§ PASSAGE

Update, masonry guys laid the block foundation - I paid him half $600 (for whats pictured) and hes suppose to return next week to lay the stone...

Just curious hoe difficult is it to lay the stone and what is needed to cut it to fit...


----------



## Tscarborough (Mar 31, 2006)

Difficult for ME, or difficult for YOU? It is simple for me, and may be for you. How are you at jigsaw puzzles, because you don't really want to cut any if possible (although it is easy to cut).


----------



## jaysen (Mar 11, 2008)

I'm pretty good at jigsaw puzzles - I was most likely (if I took it upon myself to do) going to lay the pieces prior and play with them before slapping them on. Again, if I were to do this myself - I go from left to right, top to bottom, any other pointers ? tips ? etc... Here is the manuf website with video on how to lay the stone - http://www.eldoradostone.com/flashsite/main.html?gclid=COXuysqcl5MCFQcziQodBDxCxQ 

One question is what are the procedures for laying stone on concrete like mine. The video displays using on wood/mesh... do I use the same procedures i.e covering concrete with mortar and using comb, allow to dry, then place stone... 

THanks.


----------



## Tscarborough (Mar 31, 2006)

No, you can stick them on directly with either mortar or thinset. I prefer thinset for high activity areas like that one.

§ TASKS TO PERFORM
1. Reproduce part of the stone-laying thread verbatim, beginning at the words "Difficult for ME, or" and stopping after "then place stone...".
2. Answer these questions from the stone-laying thread:
(a) What did the masonry guys lay before the stone?
(b) On what surface does the manufacturer's video show the stone being laid?
(c) Which material does Tscarborough prefer for high activity areas?
3. Carry on the stone-laying thread from its last reply.

§ EXCERPTED DATA
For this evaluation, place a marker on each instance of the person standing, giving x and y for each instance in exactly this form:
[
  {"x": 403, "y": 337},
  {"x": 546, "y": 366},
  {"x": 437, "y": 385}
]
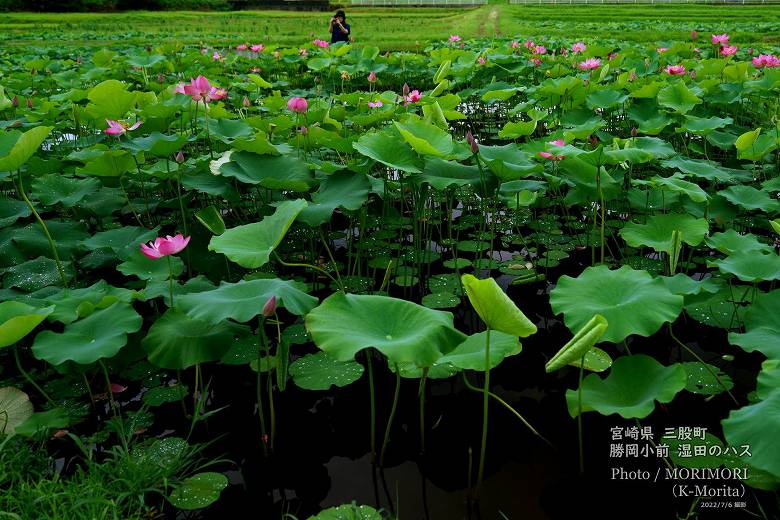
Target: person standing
[{"x": 339, "y": 28}]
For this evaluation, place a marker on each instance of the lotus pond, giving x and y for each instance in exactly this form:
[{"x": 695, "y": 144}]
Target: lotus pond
[{"x": 493, "y": 278}]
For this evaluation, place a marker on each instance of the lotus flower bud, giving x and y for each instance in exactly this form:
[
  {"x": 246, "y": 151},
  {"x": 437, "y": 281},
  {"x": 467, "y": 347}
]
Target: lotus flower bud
[
  {"x": 472, "y": 142},
  {"x": 270, "y": 307}
]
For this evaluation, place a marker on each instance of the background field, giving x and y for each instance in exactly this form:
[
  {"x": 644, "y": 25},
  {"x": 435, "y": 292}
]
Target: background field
[{"x": 398, "y": 28}]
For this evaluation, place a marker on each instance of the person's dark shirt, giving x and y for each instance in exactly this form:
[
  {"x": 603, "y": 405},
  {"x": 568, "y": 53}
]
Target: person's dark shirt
[{"x": 338, "y": 36}]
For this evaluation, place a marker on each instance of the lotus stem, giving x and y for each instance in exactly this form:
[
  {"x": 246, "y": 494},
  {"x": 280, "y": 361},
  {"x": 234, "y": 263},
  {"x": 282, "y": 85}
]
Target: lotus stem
[
  {"x": 370, "y": 366},
  {"x": 30, "y": 379},
  {"x": 508, "y": 407},
  {"x": 392, "y": 415},
  {"x": 579, "y": 416},
  {"x": 45, "y": 228},
  {"x": 485, "y": 408}
]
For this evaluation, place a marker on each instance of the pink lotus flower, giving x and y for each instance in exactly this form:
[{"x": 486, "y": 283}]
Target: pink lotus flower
[
  {"x": 590, "y": 64},
  {"x": 298, "y": 105},
  {"x": 551, "y": 157},
  {"x": 413, "y": 97},
  {"x": 200, "y": 89},
  {"x": 766, "y": 60},
  {"x": 119, "y": 127},
  {"x": 164, "y": 246},
  {"x": 720, "y": 39},
  {"x": 270, "y": 307}
]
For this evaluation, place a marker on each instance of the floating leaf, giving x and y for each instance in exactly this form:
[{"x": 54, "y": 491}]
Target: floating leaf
[
  {"x": 631, "y": 389},
  {"x": 320, "y": 371}
]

§ ANSWERS FOR THE TASKS
1.
Difficult for ME, or difficult for YOU? It is simple for me, and may be for you. How are you at jigsaw puzzles, because you don't really want to cut any if possible (although it is easy to cut).


----------



## jaysen (Mar 11, 2008)

I'm pretty good at jigsaw puzzles - I was most likely (if I took it upon myself to do) going to lay the pieces prior and play with them before slapping them on. Again, if I were to do this myself - I go from left to right, top to bottom, any other pointers ? tips ? etc... Here is the manuf website with video on how to lay the stone - http://www.eldoradostone.com/flashsite/main.html?gclid=COXuysqcl5MCFQcziQodBDxCxQ 

One question is what are the procedures for laying stone on concrete like mine. The video displays using on wood/mesh... do I use the same procedures i.e covering concrete with mortar and using comb, allow to dry, then place stone...

2.
(a) The block foundation.
(b) Wood/mesh.
(c) Thinset.

3.
----------



## jaysen (Mar 11, 2008)

Cool, thanks.

Now what about the gaps (grout area) would I fill that with thinset as well ? The video said ideally 1/2" to 1" grout but never said anything about filling it. I'm only worried once I set the stone and malet it in place some spots you will be able to see the cinder block form....


----------



## so-elitecrete (Oct 27, 2007)

we use a mason's bag ( much like cake decorator's )


----------



## Tscarborough (Mar 31, 2006)

To grout the joints do NOT use thinset, just regular old bagged mortar and the grout bag. Edit, also remember than on the curved surface, you should basically butt the stones and that will give you the 3/8 to 3/4" joint that you want.


----------



## so-elitecrete (Oct 27, 2007)

thanks, scar,,, sometimes i forget the obvious.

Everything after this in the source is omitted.